• _DATA FOR THIS EXERCISE_
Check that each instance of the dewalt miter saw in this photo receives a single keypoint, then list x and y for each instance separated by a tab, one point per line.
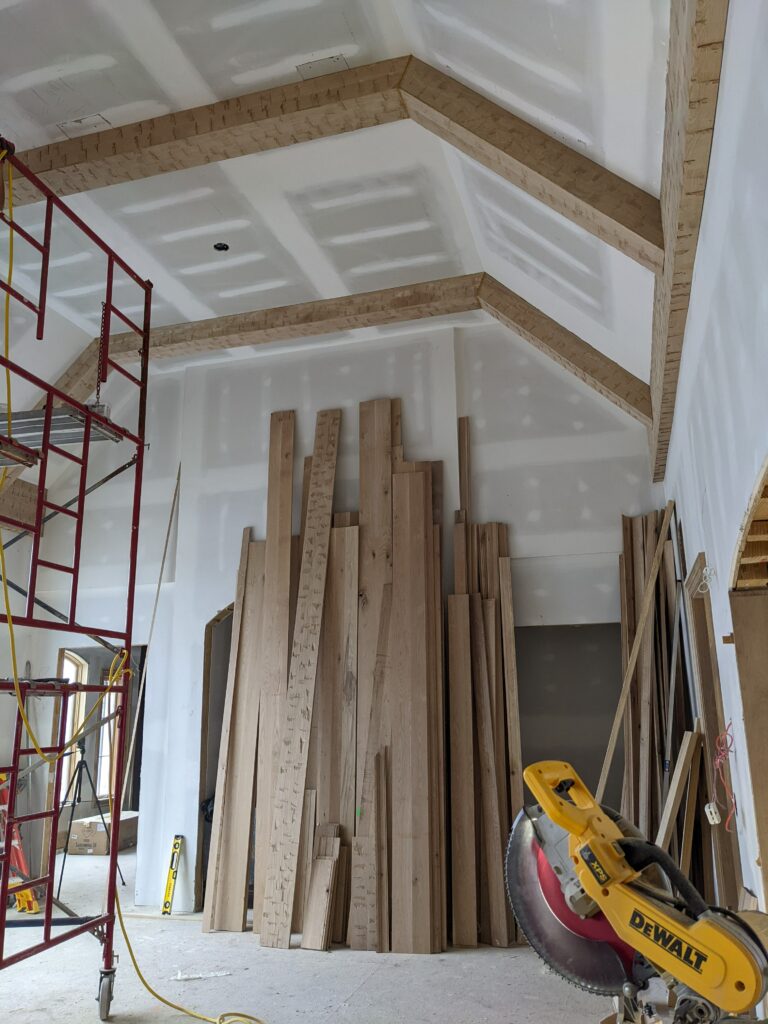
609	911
---
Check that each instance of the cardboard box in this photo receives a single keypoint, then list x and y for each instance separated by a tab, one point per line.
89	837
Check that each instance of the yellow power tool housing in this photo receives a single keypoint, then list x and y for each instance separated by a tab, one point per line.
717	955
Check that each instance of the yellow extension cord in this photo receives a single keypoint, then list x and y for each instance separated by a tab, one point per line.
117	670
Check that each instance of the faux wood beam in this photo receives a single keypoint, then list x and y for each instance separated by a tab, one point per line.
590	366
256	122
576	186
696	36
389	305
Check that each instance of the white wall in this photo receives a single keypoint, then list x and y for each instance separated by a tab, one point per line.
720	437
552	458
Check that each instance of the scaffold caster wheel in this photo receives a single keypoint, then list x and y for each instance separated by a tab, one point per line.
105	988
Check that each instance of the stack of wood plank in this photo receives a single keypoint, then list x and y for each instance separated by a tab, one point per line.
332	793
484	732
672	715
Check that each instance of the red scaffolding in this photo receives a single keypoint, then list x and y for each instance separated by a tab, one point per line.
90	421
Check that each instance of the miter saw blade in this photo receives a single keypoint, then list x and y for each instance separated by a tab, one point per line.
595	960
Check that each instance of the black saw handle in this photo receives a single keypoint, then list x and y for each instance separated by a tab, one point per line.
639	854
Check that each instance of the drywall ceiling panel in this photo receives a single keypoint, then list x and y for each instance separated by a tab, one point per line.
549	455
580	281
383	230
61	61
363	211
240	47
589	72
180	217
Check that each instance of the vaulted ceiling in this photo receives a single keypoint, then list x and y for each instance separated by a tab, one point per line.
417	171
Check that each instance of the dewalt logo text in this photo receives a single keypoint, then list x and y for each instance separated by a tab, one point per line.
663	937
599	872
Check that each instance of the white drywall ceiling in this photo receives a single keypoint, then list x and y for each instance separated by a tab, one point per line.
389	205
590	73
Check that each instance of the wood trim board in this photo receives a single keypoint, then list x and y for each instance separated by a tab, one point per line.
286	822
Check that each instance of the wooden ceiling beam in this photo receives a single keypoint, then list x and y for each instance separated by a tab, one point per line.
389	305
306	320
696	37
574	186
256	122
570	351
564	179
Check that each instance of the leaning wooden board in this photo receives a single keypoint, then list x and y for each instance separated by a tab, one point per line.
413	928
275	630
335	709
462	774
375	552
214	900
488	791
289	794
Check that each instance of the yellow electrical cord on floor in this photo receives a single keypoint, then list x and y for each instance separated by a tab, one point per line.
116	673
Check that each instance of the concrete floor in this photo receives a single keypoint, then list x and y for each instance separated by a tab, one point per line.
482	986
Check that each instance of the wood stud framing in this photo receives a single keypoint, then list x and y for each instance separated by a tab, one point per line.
* * *
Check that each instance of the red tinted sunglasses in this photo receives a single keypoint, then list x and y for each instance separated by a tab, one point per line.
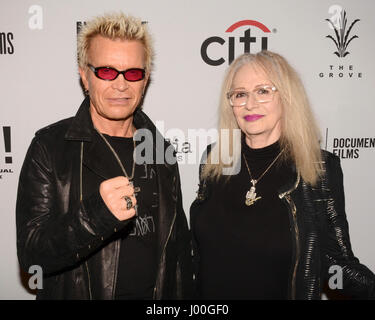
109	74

• _WHAT YOU NEED TO DO_
Would you retype the lines above from the one with "Check that each instance of the wooden" down to the one with "Check that each instance of the wood stud", word for word, both ends included and no other lines?

• _ANSWER TO THIS TASK_
Check that each instance of the wooden ceiling beam in this photo receives a single keypoint, then list x and y for each instance separated by a tab, one point per line.
389	305
306	320
696	37
574	186
256	122
570	351
564	179
Check that each instance of the leaning wooden board in this photo receives a single keypoint, then list x and y for each instance separated by a tab, one point per line.
413	928
275	630
335	709
462	774
375	552
214	900
488	791
289	794
Check that each instance of the yellow electrical cord on floor in this photo receives a single keypoint, then list x and y for each instance separated by a tab, one point per line.
116	673
Check that each instance of the concrete floor in this photo receives a single keypoint, then list x and y for each instance separated by a tab, one point per line.
482	986
Check that each instance of the wood stud framing in this photo receives a single keypoint, then list x and y for each instance separated by a tab, one point per line.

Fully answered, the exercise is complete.